- _INPUT RECORDS_
--- --- ---

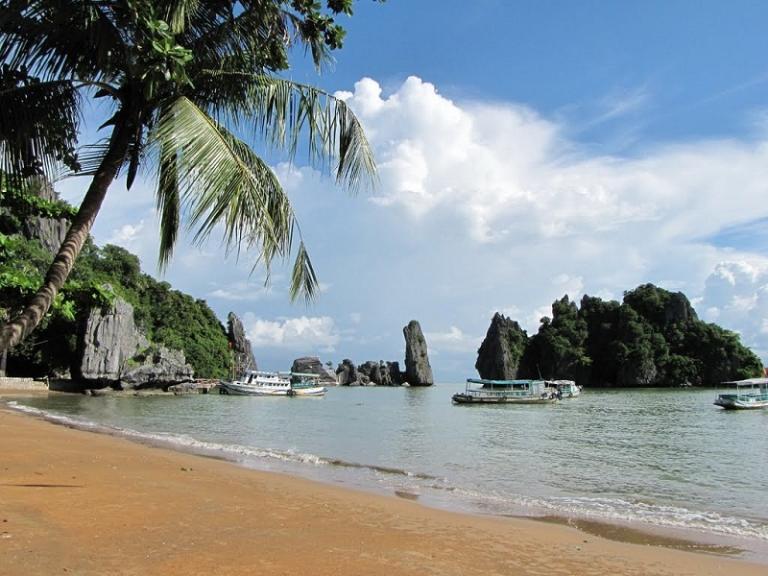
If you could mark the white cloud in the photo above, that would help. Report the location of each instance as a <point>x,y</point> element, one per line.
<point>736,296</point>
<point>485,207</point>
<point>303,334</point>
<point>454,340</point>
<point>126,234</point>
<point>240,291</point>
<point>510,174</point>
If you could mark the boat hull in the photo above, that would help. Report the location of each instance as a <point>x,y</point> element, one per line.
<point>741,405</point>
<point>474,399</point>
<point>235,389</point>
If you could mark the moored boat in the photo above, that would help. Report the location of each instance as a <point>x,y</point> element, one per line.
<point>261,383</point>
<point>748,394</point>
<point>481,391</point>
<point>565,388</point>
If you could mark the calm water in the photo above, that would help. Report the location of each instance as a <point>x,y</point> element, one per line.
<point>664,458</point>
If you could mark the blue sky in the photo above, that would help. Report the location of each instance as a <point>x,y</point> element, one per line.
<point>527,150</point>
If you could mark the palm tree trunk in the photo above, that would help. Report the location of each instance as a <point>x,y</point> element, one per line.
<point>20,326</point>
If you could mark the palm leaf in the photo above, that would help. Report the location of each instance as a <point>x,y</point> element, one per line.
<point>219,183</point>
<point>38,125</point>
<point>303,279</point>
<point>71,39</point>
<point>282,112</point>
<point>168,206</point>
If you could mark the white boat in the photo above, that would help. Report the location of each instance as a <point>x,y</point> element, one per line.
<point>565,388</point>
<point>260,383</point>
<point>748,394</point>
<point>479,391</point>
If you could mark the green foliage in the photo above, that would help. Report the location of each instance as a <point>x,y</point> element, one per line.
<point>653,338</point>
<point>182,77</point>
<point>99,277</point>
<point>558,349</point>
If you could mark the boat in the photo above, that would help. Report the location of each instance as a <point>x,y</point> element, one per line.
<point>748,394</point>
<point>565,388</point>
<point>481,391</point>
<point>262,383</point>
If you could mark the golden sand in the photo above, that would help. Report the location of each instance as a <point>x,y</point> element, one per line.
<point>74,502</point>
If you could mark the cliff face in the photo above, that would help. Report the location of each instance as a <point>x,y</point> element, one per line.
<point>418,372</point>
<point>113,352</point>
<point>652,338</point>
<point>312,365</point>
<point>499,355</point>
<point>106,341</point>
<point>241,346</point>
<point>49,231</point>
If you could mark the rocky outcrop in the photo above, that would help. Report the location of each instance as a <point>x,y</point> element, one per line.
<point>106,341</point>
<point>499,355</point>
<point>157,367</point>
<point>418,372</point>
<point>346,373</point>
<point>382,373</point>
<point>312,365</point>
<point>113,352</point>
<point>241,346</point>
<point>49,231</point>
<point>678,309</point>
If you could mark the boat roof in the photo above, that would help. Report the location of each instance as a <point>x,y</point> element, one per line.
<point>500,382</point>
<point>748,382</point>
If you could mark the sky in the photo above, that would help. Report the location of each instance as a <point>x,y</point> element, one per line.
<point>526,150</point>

--- --- ---

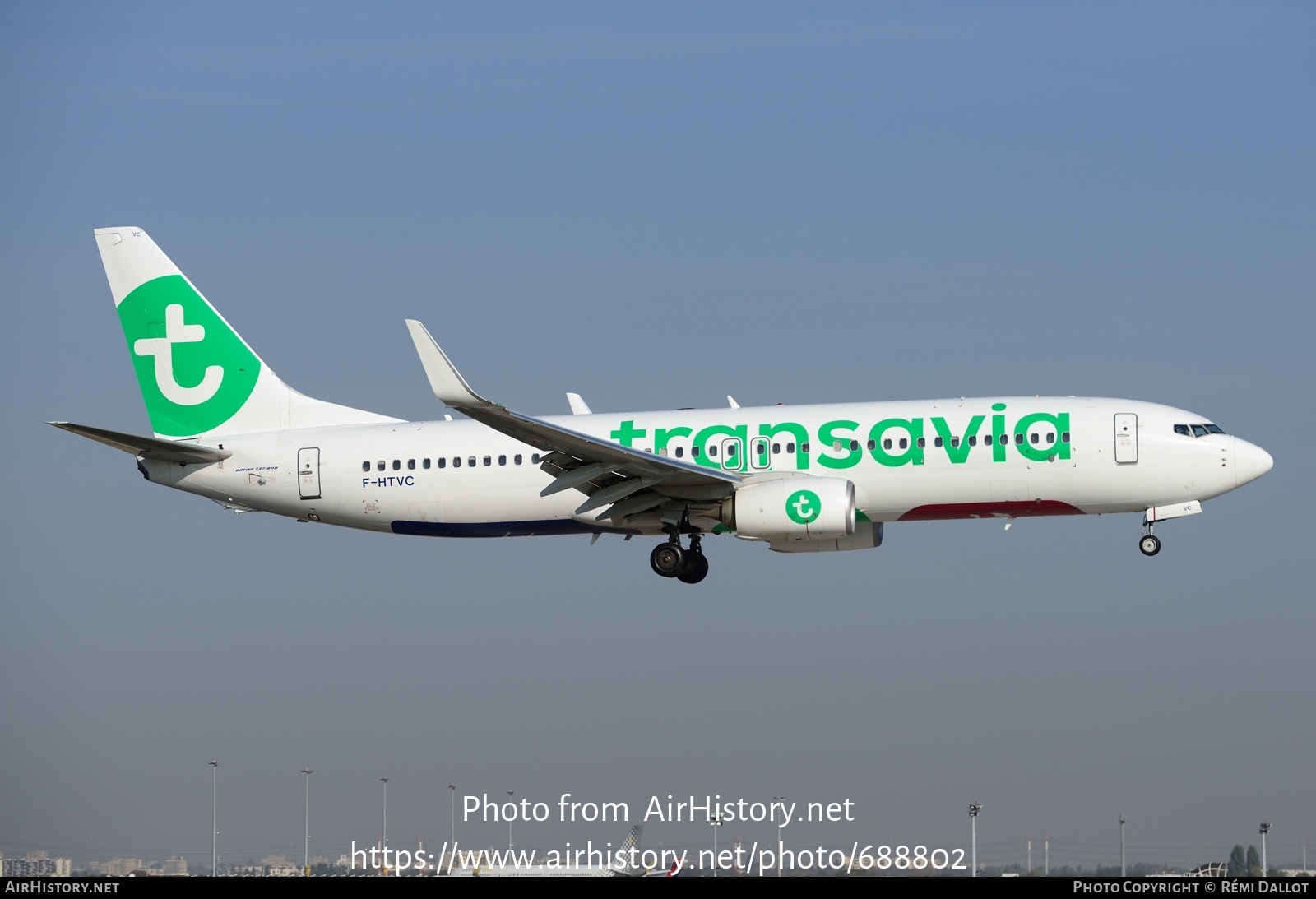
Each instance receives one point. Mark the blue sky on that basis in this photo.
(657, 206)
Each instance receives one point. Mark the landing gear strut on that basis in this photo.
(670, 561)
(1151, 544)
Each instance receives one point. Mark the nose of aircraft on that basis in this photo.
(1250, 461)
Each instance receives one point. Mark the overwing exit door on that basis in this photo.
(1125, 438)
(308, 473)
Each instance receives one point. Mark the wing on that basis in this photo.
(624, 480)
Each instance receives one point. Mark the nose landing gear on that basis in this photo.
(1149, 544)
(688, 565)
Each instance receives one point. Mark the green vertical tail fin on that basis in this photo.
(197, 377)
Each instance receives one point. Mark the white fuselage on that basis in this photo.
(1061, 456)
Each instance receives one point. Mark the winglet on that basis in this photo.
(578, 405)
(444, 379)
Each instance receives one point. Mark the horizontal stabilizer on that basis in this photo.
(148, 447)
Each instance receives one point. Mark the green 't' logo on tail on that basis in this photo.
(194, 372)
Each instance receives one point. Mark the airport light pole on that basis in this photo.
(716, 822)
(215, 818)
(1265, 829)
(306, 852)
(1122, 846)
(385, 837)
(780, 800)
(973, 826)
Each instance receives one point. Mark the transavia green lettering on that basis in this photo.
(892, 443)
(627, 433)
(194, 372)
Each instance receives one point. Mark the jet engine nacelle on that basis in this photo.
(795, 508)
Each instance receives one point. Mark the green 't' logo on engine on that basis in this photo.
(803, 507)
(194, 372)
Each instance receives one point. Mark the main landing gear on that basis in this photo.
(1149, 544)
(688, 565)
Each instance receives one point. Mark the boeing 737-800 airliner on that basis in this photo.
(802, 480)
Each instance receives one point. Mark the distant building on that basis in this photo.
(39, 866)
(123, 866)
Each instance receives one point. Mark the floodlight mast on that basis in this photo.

--- --- ---

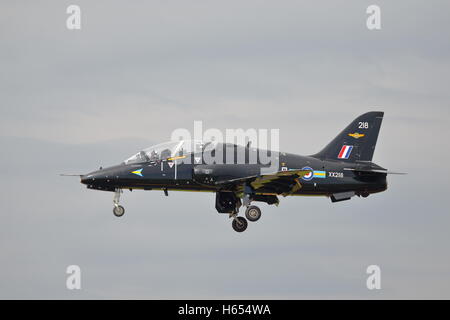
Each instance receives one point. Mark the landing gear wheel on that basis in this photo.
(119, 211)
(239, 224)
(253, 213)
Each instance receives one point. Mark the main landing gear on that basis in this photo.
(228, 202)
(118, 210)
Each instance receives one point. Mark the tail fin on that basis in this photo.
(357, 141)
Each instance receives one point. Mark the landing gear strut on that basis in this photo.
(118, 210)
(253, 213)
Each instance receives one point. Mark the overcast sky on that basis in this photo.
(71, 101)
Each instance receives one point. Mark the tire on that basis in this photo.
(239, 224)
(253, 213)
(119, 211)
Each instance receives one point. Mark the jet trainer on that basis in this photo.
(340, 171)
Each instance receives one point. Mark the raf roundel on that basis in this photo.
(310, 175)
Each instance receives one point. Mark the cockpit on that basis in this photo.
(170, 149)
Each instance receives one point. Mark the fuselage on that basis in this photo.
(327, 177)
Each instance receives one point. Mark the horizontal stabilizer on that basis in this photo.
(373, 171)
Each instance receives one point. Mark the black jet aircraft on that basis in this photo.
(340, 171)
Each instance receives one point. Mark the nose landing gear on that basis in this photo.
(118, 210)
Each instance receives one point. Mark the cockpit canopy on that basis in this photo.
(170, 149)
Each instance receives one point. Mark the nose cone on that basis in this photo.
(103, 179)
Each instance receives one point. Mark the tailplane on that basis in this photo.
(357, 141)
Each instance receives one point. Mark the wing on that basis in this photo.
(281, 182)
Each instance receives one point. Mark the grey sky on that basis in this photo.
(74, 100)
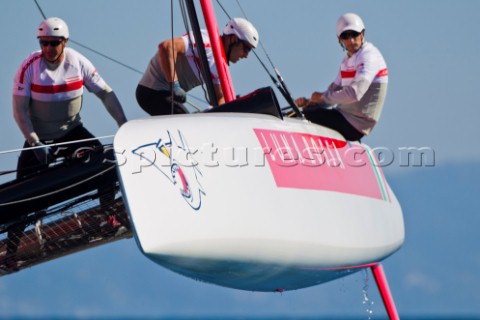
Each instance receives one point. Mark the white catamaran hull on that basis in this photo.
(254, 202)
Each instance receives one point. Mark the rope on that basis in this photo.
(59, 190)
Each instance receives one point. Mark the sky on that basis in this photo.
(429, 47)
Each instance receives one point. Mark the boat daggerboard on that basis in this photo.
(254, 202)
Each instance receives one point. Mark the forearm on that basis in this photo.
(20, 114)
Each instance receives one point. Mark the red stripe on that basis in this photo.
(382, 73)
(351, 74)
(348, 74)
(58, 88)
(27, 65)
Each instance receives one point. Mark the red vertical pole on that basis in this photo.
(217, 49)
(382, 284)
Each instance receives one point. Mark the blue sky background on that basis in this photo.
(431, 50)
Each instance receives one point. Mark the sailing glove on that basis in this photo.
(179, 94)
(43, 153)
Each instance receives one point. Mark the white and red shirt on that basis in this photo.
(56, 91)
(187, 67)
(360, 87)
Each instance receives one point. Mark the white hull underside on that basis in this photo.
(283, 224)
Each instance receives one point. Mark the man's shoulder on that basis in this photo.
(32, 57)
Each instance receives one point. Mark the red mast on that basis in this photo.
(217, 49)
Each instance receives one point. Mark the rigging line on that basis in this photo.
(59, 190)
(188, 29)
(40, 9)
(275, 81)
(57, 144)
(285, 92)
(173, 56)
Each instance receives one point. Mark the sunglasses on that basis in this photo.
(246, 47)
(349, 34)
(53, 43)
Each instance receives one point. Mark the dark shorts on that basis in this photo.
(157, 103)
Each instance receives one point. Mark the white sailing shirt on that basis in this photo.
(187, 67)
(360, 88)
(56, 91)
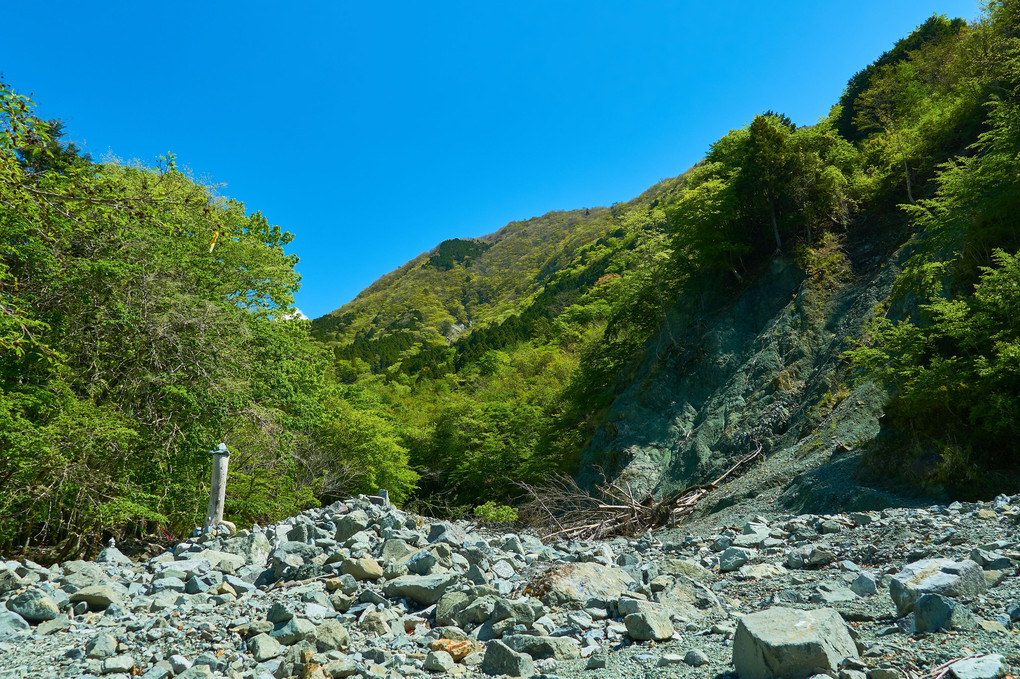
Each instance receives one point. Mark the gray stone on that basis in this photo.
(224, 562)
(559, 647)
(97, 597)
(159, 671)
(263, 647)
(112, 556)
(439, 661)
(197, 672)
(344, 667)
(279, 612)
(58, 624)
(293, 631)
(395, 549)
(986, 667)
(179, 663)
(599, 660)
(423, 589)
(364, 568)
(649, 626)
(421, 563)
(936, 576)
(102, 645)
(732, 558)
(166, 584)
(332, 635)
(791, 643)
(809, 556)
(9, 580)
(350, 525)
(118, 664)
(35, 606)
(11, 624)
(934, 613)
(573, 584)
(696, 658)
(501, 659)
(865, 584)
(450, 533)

--- --- ---

- _WHAT YOU ARE ASKED TO DO_
Output the lines of the records above exactly as they appear, from the line containing "Each instance receives one point. Mark the boeing" through the line containing "Each instance receives one point. Mark the floodlight".

- _REPLY_
Each instance receives one point. Mark the boeing 737-800 airliner on that basis in this photo.
(802, 480)
Each instance receives one point. Mark the distant building on that basis in this photo.
(39, 866)
(123, 866)
Each instance receives one point. Mark the floodlight mast on that basis in this photo.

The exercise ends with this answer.